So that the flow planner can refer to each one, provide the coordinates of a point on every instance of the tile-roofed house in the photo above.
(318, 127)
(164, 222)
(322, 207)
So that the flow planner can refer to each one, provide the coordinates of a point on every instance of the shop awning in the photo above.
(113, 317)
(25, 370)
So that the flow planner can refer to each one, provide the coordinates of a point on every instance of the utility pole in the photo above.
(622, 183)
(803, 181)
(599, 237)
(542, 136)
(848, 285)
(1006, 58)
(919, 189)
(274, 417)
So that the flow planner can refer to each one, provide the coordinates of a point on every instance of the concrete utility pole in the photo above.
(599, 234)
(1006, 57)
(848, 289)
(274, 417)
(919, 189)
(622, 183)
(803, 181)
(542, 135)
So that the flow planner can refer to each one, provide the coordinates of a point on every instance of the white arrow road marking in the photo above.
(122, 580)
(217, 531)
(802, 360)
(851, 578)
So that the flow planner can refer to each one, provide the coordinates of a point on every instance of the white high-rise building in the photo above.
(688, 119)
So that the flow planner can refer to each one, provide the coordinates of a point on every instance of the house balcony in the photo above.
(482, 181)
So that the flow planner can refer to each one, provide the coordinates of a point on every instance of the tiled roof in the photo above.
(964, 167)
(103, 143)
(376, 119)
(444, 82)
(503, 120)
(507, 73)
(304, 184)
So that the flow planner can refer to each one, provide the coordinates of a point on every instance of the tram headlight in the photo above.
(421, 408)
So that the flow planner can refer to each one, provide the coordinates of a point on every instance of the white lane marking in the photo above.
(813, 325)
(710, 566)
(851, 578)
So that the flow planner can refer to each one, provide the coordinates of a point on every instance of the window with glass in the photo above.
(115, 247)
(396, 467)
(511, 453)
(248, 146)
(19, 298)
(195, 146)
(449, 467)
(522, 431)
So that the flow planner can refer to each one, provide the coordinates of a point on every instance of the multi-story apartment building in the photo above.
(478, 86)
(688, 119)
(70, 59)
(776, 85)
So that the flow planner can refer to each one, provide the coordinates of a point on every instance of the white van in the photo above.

---------------

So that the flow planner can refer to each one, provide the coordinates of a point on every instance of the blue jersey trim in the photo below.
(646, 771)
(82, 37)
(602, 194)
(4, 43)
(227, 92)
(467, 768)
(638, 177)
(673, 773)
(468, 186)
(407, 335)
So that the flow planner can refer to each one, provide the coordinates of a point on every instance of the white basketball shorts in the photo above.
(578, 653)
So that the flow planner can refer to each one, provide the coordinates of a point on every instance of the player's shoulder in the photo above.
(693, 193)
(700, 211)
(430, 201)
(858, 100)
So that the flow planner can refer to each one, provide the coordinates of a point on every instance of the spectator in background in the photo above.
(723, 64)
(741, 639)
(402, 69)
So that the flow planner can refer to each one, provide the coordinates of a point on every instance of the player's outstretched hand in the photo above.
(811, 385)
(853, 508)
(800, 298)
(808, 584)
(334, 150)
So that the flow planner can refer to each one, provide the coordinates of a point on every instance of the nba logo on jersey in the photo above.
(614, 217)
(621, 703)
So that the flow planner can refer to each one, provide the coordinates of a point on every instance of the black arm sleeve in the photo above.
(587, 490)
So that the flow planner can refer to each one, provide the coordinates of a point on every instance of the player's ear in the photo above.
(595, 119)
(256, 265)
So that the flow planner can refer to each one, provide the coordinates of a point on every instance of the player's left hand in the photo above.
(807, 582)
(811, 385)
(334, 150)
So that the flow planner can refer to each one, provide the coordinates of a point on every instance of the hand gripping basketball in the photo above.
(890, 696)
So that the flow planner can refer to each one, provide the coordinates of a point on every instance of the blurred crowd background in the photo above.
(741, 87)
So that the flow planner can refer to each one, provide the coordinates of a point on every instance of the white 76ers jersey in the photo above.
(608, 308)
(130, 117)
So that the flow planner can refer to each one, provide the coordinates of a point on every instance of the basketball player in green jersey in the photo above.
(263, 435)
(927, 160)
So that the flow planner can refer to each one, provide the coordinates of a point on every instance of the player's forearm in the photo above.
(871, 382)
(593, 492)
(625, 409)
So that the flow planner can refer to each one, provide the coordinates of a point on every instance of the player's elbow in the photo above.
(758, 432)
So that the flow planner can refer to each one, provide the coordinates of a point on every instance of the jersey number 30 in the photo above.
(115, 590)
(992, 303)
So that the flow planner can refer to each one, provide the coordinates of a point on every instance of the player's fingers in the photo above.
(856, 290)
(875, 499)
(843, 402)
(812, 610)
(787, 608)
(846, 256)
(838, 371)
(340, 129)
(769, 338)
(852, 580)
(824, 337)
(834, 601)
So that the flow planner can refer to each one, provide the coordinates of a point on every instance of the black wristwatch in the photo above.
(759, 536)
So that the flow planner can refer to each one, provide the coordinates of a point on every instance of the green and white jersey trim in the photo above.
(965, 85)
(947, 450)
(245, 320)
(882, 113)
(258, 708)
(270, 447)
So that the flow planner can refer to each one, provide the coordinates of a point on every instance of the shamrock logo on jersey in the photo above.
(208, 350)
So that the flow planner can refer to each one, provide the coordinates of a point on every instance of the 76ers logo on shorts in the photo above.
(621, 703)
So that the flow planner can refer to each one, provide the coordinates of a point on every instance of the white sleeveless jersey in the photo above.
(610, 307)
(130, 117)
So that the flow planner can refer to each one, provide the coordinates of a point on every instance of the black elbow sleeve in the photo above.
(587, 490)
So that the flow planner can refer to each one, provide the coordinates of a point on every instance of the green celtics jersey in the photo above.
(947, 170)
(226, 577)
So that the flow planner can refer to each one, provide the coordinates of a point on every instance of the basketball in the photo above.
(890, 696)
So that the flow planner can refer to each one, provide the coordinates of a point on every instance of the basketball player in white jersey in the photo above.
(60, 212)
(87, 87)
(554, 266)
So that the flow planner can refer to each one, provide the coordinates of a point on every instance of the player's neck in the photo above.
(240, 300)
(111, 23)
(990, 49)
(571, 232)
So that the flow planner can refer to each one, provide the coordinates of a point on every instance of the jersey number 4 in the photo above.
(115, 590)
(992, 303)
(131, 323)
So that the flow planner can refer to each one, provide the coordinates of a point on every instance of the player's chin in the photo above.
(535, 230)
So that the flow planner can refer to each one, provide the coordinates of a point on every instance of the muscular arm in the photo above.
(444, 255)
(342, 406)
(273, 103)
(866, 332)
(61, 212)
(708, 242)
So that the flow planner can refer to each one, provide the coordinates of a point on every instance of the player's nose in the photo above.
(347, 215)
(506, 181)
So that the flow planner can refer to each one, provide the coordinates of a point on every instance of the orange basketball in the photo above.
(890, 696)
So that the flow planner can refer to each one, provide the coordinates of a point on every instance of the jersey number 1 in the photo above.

---------------

• **What to produce**: Your answer should consist solely of the lines above from the line with "orange basketball in the photo above." to the line with "1 in the photo above.", both included, reproduced exactly.

• **Expected answer**:
So that the flow planner can refer to each one, provide the coordinates of a point on every instance of the orange basketball in the photo above.
(890, 696)
So that the flow planner can refer to each one, provide the coordinates of a point on every instance of the jersey number 1 in the photo above.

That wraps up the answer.